TASK PROMPT: Return the full listing exactly as it is written.

(Point-based annotation data)
** start **
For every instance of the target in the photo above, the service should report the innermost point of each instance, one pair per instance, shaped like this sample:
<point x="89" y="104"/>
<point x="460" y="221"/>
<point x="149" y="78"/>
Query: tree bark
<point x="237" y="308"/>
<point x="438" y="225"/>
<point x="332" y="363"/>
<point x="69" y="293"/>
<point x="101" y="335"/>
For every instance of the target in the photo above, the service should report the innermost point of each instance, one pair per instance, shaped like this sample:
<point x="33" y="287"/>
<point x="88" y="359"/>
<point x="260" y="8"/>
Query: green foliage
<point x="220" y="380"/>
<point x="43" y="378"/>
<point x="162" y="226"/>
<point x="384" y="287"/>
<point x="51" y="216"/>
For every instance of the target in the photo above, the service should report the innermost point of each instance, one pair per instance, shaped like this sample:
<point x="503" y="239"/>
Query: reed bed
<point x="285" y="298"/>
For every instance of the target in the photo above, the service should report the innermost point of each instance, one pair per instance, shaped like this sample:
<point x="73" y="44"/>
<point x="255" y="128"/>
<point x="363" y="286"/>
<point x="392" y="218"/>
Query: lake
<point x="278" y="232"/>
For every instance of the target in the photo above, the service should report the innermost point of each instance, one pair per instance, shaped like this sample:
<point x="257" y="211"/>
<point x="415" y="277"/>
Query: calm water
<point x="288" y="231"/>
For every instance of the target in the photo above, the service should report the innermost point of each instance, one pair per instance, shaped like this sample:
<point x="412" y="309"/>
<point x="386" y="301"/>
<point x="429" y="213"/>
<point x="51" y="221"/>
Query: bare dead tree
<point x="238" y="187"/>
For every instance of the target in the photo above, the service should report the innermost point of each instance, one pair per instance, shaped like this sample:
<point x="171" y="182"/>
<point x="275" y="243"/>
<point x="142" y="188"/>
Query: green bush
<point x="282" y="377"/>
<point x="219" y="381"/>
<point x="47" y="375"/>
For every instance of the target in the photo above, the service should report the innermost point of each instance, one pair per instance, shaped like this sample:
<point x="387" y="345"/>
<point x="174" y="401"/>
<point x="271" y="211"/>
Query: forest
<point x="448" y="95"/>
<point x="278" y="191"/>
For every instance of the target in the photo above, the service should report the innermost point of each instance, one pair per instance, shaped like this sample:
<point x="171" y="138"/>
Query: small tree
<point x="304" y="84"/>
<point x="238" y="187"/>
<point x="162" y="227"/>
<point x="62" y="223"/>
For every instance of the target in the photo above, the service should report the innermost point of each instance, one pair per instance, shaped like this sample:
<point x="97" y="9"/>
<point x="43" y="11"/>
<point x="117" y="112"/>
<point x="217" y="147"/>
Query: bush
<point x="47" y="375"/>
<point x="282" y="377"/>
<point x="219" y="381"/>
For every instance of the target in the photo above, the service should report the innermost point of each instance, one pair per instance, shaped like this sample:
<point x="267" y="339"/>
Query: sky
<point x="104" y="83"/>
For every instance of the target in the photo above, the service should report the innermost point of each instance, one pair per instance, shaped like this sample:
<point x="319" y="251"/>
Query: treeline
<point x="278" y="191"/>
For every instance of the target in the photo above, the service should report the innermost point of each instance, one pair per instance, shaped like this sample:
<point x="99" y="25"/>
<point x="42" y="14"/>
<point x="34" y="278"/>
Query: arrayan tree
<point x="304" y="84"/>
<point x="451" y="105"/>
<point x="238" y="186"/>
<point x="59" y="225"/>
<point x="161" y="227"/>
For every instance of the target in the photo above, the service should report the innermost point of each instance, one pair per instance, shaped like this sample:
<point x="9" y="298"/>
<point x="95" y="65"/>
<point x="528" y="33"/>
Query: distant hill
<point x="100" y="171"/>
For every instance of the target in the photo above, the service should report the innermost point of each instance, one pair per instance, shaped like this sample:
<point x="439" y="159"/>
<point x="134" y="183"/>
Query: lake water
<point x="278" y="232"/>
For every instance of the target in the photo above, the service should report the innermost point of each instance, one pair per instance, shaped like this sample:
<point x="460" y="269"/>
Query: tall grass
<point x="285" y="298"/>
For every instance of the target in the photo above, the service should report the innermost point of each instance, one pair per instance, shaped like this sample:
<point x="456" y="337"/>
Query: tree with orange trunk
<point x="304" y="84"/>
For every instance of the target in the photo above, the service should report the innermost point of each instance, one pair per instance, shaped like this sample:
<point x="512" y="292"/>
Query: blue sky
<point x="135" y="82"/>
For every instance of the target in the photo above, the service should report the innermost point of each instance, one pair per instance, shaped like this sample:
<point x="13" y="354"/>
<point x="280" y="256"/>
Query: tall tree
** end **
SOLUTION BELOW:
For every instance of the target in the photo above, the service should report the innermost point of each instance, one pair per instance, shaped like this sample:
<point x="89" y="104"/>
<point x="460" y="221"/>
<point x="149" y="78"/>
Query: tree bark
<point x="237" y="308"/>
<point x="438" y="225"/>
<point x="332" y="363"/>
<point x="69" y="293"/>
<point x="101" y="335"/>
For every instance of the target in the photo above, the service should report the innermost point of each instance, one pair per instance, shaped like this sample:
<point x="33" y="287"/>
<point x="88" y="359"/>
<point x="260" y="8"/>
Query: green foliage
<point x="220" y="380"/>
<point x="43" y="378"/>
<point x="162" y="226"/>
<point x="384" y="287"/>
<point x="51" y="216"/>
For every instance of the target in the photo above, the service should report the innermost point of each instance, one pair per instance, shaped like this sample:
<point x="503" y="239"/>
Query: reed bed
<point x="285" y="298"/>
For every instance of the target in the photo above, the service should report the innermost point of each instance, one pair per instance, shaped like this sample:
<point x="73" y="44"/>
<point x="255" y="128"/>
<point x="363" y="286"/>
<point x="392" y="218"/>
Query: lake
<point x="278" y="232"/>
For every instance of the target in the photo above, the service should report the innermost point of each instance, one pair per instance, shaped like this sample:
<point x="257" y="211"/>
<point x="415" y="277"/>
Query: calm water
<point x="288" y="231"/>
For every instance of the target in the photo above, the service should report the innermost point of each instance, one pair per instance, shaped like this sample:
<point x="412" y="309"/>
<point x="386" y="301"/>
<point x="429" y="213"/>
<point x="51" y="221"/>
Query: bare dead tree
<point x="238" y="187"/>
For every instance of the target in the photo above, the service should report the innermost point of each instance, one pair per instance, shaped like this sample:
<point x="171" y="182"/>
<point x="275" y="243"/>
<point x="142" y="188"/>
Query: green bush
<point x="282" y="377"/>
<point x="219" y="381"/>
<point x="47" y="375"/>
For every instance of the target in the photo above, the service should report the innermost point of each instance, one pair per instance, shaped like this sample:
<point x="387" y="345"/>
<point x="174" y="401"/>
<point x="271" y="211"/>
Query: forest
<point x="448" y="95"/>
<point x="278" y="191"/>
For every instance of the target in the photo above, the service should report the innermost point of each instance, one pair per instance, shaped like this sample:
<point x="171" y="138"/>
Query: small tree
<point x="304" y="84"/>
<point x="238" y="187"/>
<point x="162" y="227"/>
<point x="62" y="223"/>
For every instance of the target in the photo above, the service should report the innermost point of each instance, one pair per instance, shaped like this sample:
<point x="97" y="9"/>
<point x="43" y="11"/>
<point x="117" y="112"/>
<point x="217" y="147"/>
Query: bush
<point x="47" y="375"/>
<point x="282" y="377"/>
<point x="219" y="381"/>
For every instance of the target in the photo above, the service should report the innermost point of each instance, one pair per instance, shaped like this sample:
<point x="267" y="339"/>
Query: sky
<point x="104" y="83"/>
For every instance of the target in the photo above, the service should report the innermost point of each instance, one pair per instance, shaped like this sample:
<point x="319" y="251"/>
Query: treeline
<point x="278" y="191"/>
For every instance of the target in the photo above, the service should report the innermost point of each instance, one pair per instance, shaped like this sample:
<point x="99" y="25"/>
<point x="42" y="14"/>
<point x="34" y="278"/>
Query: arrayan tree
<point x="304" y="84"/>
<point x="451" y="105"/>
<point x="238" y="186"/>
<point x="59" y="225"/>
<point x="161" y="227"/>
For every instance of the target in the photo above, the service should report the innermost point of each instance, one pair per instance, shaped like this sample:
<point x="9" y="298"/>
<point x="95" y="65"/>
<point x="528" y="33"/>
Query: distant hill
<point x="100" y="171"/>
For every instance of the target in the photo above, the service should report the innermost point of each instance, one pair per instance, shaped like this sample:
<point x="439" y="159"/>
<point x="134" y="183"/>
Query: lake water
<point x="278" y="232"/>
For every instance of the target in the photo above, the service should report the innermost point of each instance, one pair per instance, shaped like this sample:
<point x="460" y="269"/>
Query: tall grass
<point x="285" y="298"/>
For every instance of the target in the photo above, the service should report the innermost point of each instance, one pair per instance, shaped like this sample:
<point x="456" y="337"/>
Query: tree with orange trunk
<point x="304" y="84"/>
For every instance of the target in the photo above, the service should report the innermost point of each instance, one pair per instance, shaped like this sample:
<point x="512" y="292"/>
Query: blue sky
<point x="135" y="82"/>
For every instance of the target in the photo above, the service should report the innermost point of each instance, one pair per instance, shaped like this sample:
<point x="13" y="354"/>
<point x="280" y="256"/>
Query: tall tree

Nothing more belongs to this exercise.